**What this task involves**
Return each line of the material below that contains the string "blue". Treat the match as case-sensitive.

**Some records**
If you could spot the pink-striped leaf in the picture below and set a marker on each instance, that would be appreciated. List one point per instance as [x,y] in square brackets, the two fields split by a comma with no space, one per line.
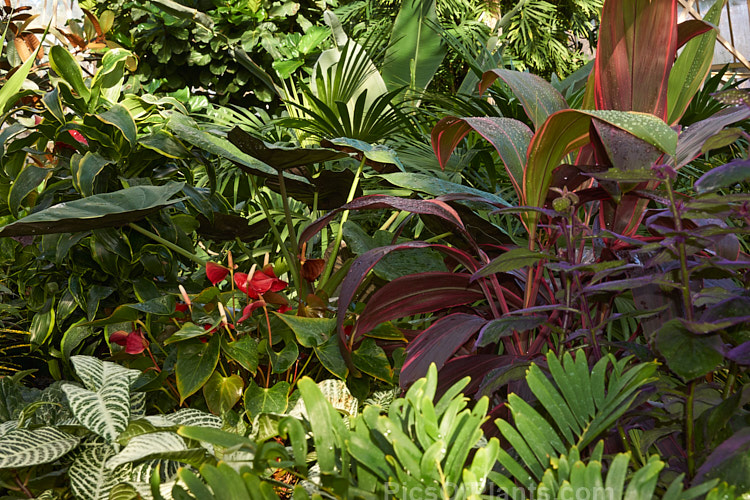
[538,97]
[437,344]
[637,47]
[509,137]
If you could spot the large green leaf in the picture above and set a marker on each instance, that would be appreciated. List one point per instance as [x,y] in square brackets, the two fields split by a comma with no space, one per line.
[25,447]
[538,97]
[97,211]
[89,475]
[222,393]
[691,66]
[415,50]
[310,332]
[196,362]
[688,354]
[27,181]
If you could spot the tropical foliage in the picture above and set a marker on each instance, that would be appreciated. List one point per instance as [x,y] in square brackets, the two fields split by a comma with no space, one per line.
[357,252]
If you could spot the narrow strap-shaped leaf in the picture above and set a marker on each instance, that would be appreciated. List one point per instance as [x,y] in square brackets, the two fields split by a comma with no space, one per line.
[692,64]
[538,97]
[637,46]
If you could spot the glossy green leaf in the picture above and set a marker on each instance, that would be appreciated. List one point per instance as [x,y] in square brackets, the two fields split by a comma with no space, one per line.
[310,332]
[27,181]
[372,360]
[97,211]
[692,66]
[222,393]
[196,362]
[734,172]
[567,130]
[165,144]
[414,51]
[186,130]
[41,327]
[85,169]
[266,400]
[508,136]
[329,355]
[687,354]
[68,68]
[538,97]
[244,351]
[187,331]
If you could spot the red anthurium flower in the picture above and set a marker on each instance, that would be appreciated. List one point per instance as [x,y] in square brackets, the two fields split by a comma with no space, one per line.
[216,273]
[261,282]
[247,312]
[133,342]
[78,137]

--

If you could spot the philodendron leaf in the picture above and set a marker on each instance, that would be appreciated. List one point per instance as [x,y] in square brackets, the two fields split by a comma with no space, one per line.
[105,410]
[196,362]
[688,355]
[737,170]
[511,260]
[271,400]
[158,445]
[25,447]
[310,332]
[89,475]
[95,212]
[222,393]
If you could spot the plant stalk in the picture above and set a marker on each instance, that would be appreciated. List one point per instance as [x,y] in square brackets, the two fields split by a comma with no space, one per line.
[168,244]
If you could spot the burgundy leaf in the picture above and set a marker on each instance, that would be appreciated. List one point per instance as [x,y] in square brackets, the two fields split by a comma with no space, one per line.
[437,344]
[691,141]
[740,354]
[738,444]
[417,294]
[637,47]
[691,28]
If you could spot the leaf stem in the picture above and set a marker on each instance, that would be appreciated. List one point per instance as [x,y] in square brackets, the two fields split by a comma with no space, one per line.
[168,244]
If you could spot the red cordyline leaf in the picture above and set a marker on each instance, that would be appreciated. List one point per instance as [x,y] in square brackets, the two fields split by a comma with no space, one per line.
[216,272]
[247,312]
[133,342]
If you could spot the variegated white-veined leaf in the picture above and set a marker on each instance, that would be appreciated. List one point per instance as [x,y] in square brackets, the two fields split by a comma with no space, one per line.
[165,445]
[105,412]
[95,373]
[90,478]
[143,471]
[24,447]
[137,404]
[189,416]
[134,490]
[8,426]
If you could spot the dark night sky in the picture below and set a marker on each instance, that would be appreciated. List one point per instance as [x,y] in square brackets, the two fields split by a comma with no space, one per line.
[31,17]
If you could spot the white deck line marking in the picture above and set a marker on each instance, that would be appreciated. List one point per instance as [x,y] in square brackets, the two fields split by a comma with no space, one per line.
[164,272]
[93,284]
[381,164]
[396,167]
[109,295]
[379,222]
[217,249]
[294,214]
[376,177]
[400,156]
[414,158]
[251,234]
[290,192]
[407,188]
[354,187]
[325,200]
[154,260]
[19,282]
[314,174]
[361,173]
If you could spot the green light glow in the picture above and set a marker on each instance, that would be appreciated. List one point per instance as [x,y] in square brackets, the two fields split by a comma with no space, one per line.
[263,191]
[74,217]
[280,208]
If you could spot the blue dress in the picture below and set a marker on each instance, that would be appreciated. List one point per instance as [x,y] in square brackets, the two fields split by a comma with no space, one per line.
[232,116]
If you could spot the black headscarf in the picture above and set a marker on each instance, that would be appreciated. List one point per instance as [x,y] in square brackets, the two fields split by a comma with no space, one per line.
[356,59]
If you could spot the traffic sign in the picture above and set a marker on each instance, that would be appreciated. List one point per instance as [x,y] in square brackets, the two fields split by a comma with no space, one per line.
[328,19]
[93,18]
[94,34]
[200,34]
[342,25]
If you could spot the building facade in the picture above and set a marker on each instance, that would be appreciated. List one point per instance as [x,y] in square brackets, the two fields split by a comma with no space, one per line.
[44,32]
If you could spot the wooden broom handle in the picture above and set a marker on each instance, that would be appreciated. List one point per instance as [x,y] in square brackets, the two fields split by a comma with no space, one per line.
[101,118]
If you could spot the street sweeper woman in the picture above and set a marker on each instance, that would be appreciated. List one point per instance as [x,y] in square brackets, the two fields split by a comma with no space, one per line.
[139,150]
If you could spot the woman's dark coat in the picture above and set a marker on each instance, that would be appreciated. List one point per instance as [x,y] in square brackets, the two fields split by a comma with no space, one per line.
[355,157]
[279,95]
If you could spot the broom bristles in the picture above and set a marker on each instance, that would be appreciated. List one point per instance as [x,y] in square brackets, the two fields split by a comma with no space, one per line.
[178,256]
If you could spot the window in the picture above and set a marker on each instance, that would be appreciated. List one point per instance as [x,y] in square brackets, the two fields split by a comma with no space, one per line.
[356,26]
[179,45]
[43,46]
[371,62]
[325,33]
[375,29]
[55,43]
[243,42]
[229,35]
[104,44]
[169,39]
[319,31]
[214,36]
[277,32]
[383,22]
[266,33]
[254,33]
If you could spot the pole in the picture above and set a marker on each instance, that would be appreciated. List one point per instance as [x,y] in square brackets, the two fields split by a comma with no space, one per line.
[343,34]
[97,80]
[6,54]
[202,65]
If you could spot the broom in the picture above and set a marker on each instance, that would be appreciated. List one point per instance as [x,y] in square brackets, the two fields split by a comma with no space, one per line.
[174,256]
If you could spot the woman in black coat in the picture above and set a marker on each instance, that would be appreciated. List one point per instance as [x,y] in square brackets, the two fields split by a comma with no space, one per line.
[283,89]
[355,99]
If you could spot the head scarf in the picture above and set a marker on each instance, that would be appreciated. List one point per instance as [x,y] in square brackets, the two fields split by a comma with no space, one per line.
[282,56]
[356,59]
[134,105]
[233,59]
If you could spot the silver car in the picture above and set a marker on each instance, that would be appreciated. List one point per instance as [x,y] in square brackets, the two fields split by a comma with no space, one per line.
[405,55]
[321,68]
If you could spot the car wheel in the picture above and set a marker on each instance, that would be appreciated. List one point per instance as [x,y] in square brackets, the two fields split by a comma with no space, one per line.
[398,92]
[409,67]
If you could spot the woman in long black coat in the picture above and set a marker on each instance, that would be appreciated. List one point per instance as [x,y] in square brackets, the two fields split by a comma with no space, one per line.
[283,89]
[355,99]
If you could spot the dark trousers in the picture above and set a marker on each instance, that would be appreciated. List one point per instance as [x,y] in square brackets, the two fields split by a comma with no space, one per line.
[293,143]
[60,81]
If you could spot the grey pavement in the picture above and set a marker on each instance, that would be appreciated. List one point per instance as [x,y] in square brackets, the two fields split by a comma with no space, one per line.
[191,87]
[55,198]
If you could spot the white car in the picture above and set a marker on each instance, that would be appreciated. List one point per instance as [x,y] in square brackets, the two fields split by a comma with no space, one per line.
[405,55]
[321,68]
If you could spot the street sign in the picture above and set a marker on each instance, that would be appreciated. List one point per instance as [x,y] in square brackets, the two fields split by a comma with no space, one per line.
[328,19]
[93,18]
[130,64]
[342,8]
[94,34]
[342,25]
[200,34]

...

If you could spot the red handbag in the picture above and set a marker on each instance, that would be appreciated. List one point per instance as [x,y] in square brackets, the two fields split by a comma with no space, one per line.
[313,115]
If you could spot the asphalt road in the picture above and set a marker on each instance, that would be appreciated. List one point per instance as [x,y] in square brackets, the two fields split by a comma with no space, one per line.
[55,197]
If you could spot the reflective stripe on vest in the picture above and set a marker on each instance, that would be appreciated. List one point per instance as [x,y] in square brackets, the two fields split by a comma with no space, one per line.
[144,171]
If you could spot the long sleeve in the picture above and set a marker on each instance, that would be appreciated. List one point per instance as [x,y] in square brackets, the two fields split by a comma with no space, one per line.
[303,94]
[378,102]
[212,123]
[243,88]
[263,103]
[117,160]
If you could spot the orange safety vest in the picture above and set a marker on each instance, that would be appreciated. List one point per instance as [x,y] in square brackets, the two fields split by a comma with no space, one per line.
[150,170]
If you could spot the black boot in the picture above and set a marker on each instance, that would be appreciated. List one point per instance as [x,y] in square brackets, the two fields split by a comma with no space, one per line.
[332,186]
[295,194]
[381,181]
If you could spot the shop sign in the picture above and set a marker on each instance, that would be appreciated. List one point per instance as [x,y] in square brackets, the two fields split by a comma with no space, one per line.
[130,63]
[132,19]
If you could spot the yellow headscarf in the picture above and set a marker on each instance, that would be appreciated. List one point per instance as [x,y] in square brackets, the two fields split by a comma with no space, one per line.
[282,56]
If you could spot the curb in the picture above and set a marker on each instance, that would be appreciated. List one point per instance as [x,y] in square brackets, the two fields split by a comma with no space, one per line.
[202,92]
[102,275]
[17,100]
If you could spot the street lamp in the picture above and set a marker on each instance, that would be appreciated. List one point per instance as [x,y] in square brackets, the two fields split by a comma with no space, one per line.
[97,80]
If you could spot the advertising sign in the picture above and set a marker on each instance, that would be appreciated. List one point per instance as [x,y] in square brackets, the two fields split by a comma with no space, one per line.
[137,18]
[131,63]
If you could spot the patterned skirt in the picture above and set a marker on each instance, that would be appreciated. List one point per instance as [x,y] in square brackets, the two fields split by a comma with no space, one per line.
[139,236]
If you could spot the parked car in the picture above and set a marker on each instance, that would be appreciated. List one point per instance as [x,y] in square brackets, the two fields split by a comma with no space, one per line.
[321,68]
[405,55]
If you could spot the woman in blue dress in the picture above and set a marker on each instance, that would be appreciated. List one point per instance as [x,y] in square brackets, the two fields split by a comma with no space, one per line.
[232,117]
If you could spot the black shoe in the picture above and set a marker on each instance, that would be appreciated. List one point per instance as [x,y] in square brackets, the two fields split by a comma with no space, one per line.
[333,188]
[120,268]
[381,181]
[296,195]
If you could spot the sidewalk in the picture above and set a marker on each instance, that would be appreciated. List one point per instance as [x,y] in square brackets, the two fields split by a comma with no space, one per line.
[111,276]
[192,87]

**The completed task**
If you could spot the blue dress in the picture below and set a marker on each instance, that would be appreciated. List one point per instance as [x,y] in square brackets, the two fields split by a comma with no space, one per line.
If you could spot the woman in blue dress in the picture above and set a marker on each instance, that would be appreciated. List one point per instance as [x,y] in square brackets, the two fields split by a comma with no space, one per line.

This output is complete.